▸ **Action item**
Wherever the word "stake" appears in the entries, copy the whole line.
Records Block Start
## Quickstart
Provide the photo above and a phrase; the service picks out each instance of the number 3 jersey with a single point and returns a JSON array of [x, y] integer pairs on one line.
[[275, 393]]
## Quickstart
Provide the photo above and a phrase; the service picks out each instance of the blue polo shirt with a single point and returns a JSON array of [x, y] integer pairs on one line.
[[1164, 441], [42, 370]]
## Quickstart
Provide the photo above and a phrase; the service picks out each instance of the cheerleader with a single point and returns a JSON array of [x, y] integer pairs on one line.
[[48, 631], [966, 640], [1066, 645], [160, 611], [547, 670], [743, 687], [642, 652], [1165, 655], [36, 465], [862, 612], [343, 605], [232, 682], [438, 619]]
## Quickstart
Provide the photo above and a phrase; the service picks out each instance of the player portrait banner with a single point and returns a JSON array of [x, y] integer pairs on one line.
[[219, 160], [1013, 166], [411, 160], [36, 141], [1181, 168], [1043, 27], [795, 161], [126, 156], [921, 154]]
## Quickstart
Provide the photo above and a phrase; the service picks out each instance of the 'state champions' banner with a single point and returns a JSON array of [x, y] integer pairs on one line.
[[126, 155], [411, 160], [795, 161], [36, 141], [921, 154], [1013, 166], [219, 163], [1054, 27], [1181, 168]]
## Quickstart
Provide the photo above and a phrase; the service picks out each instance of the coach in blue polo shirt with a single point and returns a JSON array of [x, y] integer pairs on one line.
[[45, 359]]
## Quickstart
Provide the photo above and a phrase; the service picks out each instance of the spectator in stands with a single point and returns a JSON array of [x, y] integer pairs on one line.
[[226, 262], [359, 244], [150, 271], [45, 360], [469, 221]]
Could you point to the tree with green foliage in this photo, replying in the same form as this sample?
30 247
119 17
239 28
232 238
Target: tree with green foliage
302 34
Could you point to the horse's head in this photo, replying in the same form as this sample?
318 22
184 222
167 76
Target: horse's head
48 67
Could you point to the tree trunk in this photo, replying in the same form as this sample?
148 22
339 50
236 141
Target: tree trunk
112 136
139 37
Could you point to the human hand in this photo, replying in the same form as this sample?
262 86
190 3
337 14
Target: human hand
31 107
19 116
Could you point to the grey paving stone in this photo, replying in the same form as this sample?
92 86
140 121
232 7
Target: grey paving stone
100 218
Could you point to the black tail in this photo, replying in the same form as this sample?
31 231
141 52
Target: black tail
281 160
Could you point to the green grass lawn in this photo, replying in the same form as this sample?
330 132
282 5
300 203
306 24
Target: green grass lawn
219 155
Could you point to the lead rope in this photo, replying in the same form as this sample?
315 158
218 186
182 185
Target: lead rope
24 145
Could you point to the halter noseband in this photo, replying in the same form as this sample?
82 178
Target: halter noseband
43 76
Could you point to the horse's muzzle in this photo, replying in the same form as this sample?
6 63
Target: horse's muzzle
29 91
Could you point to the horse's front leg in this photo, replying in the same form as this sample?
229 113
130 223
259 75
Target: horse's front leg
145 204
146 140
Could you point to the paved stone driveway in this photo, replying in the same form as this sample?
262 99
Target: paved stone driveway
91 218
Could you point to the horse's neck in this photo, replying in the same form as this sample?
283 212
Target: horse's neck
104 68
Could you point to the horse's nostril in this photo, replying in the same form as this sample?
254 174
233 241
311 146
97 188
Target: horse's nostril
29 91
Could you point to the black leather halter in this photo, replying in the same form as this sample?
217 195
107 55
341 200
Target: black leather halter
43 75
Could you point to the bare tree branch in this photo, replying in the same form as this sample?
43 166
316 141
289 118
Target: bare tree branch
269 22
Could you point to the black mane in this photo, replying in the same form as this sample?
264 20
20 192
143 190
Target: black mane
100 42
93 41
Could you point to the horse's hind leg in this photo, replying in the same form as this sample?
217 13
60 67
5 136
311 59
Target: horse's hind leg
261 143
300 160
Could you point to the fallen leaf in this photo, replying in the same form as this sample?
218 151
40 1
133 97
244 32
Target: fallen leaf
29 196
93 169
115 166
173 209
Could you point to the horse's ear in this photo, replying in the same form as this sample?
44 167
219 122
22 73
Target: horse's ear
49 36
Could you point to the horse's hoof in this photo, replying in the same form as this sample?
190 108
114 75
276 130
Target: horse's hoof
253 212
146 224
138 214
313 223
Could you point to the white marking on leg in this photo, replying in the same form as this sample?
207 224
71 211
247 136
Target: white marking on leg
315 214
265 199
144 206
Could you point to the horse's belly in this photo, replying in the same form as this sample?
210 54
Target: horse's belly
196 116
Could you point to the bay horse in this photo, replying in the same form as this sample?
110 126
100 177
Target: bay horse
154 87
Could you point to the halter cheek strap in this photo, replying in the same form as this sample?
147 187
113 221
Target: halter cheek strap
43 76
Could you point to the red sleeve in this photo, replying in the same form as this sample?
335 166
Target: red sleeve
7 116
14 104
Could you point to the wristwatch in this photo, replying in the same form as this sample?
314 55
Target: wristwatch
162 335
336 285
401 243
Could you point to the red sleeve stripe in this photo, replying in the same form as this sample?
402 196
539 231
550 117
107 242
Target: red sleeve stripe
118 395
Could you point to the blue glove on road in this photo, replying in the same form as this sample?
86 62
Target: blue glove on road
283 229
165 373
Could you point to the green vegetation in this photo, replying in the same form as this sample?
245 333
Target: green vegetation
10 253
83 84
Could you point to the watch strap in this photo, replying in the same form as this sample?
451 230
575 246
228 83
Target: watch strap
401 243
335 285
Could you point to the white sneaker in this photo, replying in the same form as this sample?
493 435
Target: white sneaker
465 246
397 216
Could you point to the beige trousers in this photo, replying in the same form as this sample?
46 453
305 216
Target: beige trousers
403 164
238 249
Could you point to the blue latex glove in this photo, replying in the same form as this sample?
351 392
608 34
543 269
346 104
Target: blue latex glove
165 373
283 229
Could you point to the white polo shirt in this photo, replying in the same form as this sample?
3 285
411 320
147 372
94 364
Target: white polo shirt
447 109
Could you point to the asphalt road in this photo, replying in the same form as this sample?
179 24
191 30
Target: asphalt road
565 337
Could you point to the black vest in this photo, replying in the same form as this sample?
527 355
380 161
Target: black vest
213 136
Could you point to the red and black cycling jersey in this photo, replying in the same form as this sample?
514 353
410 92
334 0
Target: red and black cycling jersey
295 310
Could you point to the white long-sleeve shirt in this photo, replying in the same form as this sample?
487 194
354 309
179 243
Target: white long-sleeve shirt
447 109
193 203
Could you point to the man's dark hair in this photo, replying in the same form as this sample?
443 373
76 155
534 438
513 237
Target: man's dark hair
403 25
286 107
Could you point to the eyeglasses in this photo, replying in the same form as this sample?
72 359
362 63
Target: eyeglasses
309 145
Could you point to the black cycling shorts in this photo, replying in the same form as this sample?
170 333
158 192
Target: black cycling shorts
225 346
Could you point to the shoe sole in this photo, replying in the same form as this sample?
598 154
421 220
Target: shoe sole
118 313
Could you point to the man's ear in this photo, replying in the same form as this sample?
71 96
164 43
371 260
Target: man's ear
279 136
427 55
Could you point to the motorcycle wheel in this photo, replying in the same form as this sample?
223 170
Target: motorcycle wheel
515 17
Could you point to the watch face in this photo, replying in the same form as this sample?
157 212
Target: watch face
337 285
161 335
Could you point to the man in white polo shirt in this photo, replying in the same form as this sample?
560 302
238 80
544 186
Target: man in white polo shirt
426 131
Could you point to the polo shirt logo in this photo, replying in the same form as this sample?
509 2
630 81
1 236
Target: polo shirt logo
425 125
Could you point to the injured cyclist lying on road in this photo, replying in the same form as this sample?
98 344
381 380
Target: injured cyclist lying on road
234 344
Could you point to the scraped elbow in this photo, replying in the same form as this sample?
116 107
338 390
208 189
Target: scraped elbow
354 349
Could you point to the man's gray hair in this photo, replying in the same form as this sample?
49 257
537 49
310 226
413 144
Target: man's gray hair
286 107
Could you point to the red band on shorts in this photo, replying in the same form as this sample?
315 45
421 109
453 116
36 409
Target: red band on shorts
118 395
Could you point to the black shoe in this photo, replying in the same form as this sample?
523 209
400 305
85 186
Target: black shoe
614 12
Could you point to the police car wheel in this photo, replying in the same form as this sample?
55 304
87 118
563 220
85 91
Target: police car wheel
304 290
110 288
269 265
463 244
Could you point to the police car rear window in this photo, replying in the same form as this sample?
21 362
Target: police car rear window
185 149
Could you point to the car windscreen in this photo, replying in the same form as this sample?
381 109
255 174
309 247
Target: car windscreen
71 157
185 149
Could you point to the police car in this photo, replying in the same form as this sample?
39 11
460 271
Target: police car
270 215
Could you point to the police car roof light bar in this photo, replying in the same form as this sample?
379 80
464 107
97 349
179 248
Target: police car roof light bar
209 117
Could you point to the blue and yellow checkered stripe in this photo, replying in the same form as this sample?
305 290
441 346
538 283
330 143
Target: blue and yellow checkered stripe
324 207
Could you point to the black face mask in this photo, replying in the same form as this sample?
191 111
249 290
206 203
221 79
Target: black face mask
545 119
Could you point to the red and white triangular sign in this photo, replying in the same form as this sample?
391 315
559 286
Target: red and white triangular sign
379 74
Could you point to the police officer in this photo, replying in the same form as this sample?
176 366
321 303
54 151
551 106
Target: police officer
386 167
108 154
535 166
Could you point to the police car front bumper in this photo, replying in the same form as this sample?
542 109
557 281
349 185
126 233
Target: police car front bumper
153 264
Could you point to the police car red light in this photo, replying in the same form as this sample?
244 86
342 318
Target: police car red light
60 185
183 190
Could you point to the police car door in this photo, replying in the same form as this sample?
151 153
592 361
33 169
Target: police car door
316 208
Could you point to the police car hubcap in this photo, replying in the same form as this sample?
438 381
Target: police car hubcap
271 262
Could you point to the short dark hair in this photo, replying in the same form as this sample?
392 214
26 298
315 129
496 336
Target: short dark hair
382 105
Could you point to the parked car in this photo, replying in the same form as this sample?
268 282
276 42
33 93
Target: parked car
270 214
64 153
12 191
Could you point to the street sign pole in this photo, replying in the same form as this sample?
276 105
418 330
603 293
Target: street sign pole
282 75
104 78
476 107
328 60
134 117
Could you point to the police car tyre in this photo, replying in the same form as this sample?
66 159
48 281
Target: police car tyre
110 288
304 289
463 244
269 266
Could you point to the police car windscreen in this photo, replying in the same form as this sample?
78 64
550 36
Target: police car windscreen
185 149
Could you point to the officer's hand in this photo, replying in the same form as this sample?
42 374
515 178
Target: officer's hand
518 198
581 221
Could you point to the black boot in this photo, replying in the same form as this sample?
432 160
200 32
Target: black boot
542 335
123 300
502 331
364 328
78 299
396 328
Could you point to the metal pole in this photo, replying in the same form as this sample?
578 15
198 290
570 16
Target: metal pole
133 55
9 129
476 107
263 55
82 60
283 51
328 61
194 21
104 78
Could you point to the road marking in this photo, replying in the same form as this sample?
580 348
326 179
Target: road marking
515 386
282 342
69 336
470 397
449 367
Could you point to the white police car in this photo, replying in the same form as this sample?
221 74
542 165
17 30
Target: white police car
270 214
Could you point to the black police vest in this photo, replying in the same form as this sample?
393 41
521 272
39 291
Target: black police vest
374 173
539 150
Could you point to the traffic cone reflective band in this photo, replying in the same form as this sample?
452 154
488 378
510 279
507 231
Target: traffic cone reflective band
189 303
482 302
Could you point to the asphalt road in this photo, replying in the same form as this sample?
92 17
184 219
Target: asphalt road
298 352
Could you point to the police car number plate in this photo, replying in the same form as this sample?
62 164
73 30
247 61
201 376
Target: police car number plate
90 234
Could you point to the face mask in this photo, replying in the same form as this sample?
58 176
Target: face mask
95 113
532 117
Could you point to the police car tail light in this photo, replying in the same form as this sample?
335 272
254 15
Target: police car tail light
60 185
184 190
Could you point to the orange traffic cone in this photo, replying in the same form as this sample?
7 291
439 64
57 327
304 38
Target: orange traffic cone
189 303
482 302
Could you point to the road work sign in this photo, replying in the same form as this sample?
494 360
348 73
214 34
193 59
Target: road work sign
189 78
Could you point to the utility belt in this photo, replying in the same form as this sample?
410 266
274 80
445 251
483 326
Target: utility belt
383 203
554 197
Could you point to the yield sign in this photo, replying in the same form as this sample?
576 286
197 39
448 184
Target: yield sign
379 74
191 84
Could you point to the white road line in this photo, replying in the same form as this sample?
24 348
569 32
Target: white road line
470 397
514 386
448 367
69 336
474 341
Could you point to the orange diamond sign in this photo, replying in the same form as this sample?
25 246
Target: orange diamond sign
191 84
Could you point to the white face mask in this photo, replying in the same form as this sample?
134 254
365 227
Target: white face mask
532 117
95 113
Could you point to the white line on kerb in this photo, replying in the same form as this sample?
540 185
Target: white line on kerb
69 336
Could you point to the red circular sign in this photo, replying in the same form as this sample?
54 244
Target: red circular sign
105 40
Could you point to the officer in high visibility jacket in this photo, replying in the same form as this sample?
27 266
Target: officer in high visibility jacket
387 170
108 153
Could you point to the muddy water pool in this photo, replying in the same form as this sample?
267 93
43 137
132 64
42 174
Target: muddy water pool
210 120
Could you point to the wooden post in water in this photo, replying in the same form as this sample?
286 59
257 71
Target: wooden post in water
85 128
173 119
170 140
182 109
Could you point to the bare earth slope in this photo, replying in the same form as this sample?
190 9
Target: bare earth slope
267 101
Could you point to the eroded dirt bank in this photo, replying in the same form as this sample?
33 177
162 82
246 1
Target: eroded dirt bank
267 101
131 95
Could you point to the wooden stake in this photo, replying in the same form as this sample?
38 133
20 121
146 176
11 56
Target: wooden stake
Records Block End
▸ **Written answer**
Could you point to the wooden stake in this photo, replying in the same form as this sample?
Target: wooden stake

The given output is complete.